### Page
---
Les gens qui tricotent sont des êtres paradoxaux
Suis-je plutôt une ourse solitaire ou une louve dépendante de la meute ? Je crois que le tricot permet aux gens comme moi, qui n’ont pas de réponse tranchée à cette question, de tirer beaucoup de joies de leur quotidien.
J’ai besoin d’énormément de temps seule; je travaille seule, dans le silence et le calme (truc de fille unique ?)
Au fil des ans j’ai échangé avec un certain nombre de tricoteurs et de tricoteuses farouches pour qui cette activité est un refuge, presque un rempart pour s’isoler quelques minutes ou plusieurs heures du monde (absolument dingue) dans lequel nous vivons. Le tricot est pour beaucoup d’entre nous un réel partenaire de vie. Quand je suis seule, le tricot est comme un doudou : si je suis énervée, je vais ressentir le besoin d’aligner quelques rangs de rage qui, comme une bonne respiration profonde, suffiront parfois à me calmer. Quand je suis détendue, je me laisse aller à tricoter un ouvrage à points ou motifs qui demande un peu de concentration. Je peux alors entrer dans un état proche de celui ressenti lors d’une méditation et si je suis lancée je n’entendrais même pas le téléphone sonner. Le tricot accompagne nos états d’âme.
Je vous rassure, je tricote aussi très souvent plus bêtement devant la tv en famille, je ne fais pas du tricot un cérémonial, loin de là.
Je ne suis par ailleurs pas une fanatique du tricot « en public ». Ce n’est absolument pas que je souhaite me cacher ou que j’aie honte de ma passion envahissante, c’est plutôt une volonté d’être entièrement à ce que je fais. Lors d’un diner, d’une conversation entre amis ou au spectacle, je trouve qu’il faut savoir lâcher le doudou et rendre ses 5 sens disponibles à ce (et ceux) qui nous entoure(nt).
---
### Consigne
Répondez à ces questions sur le texte sur le tricot :
1. Dans quelles conditions la personne qui écrit travaille-t-elle ?
2. Que fait-elle quand elle est énervée ?
3. Devant quoi et avec qui tricote-t-elle aussi très souvent ?

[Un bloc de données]
---
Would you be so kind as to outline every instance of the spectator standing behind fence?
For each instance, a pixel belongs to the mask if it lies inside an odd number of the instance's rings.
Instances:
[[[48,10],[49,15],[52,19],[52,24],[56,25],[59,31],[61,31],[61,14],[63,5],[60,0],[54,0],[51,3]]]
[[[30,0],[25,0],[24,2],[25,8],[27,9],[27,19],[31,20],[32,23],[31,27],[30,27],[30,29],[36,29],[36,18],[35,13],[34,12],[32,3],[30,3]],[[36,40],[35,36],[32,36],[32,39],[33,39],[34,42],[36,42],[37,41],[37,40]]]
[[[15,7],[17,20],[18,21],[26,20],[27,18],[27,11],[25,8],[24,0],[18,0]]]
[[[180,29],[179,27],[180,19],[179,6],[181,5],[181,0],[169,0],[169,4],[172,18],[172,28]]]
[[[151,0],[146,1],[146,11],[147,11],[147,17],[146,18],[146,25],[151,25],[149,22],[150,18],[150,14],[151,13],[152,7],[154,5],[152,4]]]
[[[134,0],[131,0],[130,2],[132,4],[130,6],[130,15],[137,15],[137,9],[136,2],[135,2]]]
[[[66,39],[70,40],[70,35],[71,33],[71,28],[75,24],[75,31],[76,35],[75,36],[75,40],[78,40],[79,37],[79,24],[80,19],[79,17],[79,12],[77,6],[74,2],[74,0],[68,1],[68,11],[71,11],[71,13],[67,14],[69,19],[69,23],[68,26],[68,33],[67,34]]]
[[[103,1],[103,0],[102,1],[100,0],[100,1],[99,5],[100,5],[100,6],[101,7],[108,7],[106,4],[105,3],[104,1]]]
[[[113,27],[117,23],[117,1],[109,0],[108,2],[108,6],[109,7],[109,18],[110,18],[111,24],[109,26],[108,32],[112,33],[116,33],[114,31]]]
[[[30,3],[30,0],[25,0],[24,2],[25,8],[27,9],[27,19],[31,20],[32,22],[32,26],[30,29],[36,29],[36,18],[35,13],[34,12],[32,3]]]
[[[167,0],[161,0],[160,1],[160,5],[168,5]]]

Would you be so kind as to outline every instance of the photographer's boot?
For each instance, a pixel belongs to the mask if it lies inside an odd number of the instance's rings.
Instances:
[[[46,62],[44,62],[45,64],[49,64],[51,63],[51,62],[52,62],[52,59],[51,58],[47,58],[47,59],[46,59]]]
---
### Réponse attendue
1. Elle travaille seule, dans le silence et le calme.
2. Elle ressent le besoin d'aligner quelques rangs de rage, ce qui suffit parfois à la calmer.
3. Elle tricote devant la télé, en famille.